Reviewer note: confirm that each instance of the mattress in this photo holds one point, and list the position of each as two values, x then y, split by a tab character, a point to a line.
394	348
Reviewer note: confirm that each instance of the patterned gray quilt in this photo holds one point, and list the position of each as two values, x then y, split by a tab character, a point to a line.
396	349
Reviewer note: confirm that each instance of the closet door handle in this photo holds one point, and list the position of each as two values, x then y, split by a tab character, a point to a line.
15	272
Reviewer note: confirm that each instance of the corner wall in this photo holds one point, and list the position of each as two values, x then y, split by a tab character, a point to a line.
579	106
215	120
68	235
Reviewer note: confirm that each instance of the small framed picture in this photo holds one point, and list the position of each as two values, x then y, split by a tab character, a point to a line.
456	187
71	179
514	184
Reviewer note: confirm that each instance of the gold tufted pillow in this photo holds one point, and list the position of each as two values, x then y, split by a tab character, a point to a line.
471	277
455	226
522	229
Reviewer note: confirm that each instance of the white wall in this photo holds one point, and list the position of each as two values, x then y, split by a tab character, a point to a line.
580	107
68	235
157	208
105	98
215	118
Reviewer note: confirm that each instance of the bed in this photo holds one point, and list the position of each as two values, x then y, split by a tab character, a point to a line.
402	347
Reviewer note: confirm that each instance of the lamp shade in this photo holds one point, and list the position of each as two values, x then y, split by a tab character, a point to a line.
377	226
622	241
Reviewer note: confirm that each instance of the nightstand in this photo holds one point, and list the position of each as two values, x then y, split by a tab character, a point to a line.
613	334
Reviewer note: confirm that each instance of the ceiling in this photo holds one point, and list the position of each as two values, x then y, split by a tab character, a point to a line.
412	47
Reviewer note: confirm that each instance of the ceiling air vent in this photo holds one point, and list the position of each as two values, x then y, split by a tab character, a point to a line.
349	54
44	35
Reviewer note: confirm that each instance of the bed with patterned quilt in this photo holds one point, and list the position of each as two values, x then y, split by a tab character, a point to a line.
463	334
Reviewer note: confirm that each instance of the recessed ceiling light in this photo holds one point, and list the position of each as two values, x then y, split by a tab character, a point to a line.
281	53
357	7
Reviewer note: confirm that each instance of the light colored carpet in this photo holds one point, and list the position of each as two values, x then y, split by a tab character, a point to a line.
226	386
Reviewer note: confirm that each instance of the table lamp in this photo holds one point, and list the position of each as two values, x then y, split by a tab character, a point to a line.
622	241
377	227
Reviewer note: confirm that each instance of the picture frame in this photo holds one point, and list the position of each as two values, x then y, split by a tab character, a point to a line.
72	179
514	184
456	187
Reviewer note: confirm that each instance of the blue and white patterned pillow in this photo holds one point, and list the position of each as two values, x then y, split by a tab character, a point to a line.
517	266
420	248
* * * * *
- **What to work on**:
Begin at the line that contains "Reviewer note: confirm that each instance of the blue" and write out every line from there through the end of the records, requests included, shifting each x and y coordinate in the answers by adding 136 to it.

- **Result of this task**:
Reviewer note: confirm that each instance of the blue and white patterned pillow in this photo holds one point, and list the position of each as two values, x then y, split by a tab character, a point to a line.
653	402
556	384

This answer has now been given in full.